* _Requirements_
Could you repeat, word for word, every line from the one containing "sky and record the coordinates." through the final line of the records below, and nothing else?

* _Information provided_
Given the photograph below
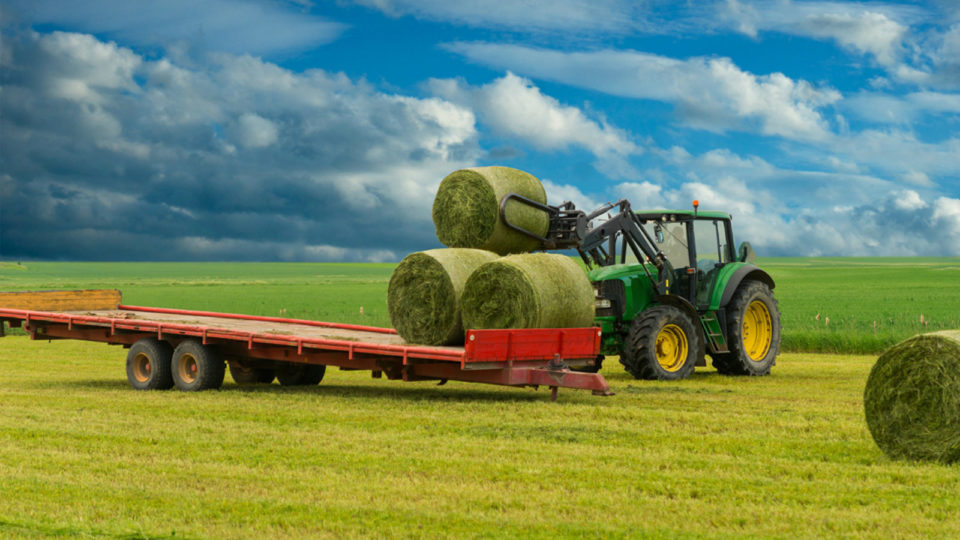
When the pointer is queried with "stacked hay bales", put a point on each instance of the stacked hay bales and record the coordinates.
(425, 290)
(912, 398)
(429, 291)
(466, 210)
(533, 290)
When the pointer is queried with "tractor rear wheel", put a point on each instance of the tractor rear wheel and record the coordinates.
(250, 375)
(148, 365)
(663, 344)
(196, 367)
(753, 331)
(301, 374)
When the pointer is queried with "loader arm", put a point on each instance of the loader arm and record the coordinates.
(597, 244)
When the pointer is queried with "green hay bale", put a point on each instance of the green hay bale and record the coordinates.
(912, 398)
(533, 290)
(423, 296)
(466, 210)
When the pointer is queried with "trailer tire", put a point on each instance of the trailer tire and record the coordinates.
(148, 365)
(301, 374)
(196, 367)
(663, 344)
(753, 331)
(250, 375)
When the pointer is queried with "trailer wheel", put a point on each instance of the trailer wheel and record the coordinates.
(249, 375)
(753, 331)
(148, 365)
(663, 344)
(301, 374)
(196, 367)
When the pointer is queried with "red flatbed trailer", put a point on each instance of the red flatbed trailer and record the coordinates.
(522, 357)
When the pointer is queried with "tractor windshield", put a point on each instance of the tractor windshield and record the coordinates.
(671, 239)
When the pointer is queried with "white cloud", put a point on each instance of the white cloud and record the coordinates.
(946, 214)
(254, 131)
(558, 193)
(236, 151)
(515, 107)
(901, 108)
(615, 16)
(874, 30)
(710, 93)
(234, 26)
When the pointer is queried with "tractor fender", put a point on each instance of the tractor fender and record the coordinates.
(685, 306)
(744, 272)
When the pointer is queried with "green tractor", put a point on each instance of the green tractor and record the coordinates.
(670, 288)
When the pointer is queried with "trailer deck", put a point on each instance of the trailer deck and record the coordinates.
(522, 357)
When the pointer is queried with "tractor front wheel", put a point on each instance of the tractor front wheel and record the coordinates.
(663, 344)
(753, 331)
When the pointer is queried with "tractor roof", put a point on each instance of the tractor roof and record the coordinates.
(680, 214)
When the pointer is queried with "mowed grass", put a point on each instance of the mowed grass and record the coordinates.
(789, 455)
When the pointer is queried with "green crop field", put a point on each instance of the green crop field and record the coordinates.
(827, 305)
(863, 305)
(789, 455)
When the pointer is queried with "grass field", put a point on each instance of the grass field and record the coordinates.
(82, 455)
(870, 303)
(789, 455)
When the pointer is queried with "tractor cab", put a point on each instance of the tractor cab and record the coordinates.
(696, 244)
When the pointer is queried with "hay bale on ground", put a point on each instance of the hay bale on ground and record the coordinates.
(423, 296)
(466, 210)
(912, 398)
(533, 290)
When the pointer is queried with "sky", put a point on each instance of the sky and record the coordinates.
(313, 130)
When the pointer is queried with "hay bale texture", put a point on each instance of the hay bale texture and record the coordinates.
(466, 210)
(423, 296)
(912, 398)
(533, 290)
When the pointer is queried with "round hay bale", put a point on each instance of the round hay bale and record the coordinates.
(423, 296)
(912, 398)
(532, 290)
(466, 210)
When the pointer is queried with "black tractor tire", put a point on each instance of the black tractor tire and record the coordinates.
(148, 365)
(753, 331)
(301, 374)
(196, 367)
(663, 344)
(250, 375)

* _Correct response_
When the pointer is queried with "sky", put a point on each instance of the sky and record the coordinates.
(313, 130)
When the pointer is queried with "hay bale texture", put a point on each instance of the hay bale texture and record the coordinates.
(466, 210)
(423, 296)
(912, 398)
(533, 290)
When the pointer is queried with "round hay bale", put a point on each instance of the round hay bale and record the coordinates.
(423, 296)
(912, 398)
(532, 290)
(466, 210)
When the pointer is queried with "black tractor tire", put a point on each instance of the black tractor tire and record the coordinates.
(148, 365)
(753, 331)
(301, 374)
(196, 367)
(663, 344)
(250, 375)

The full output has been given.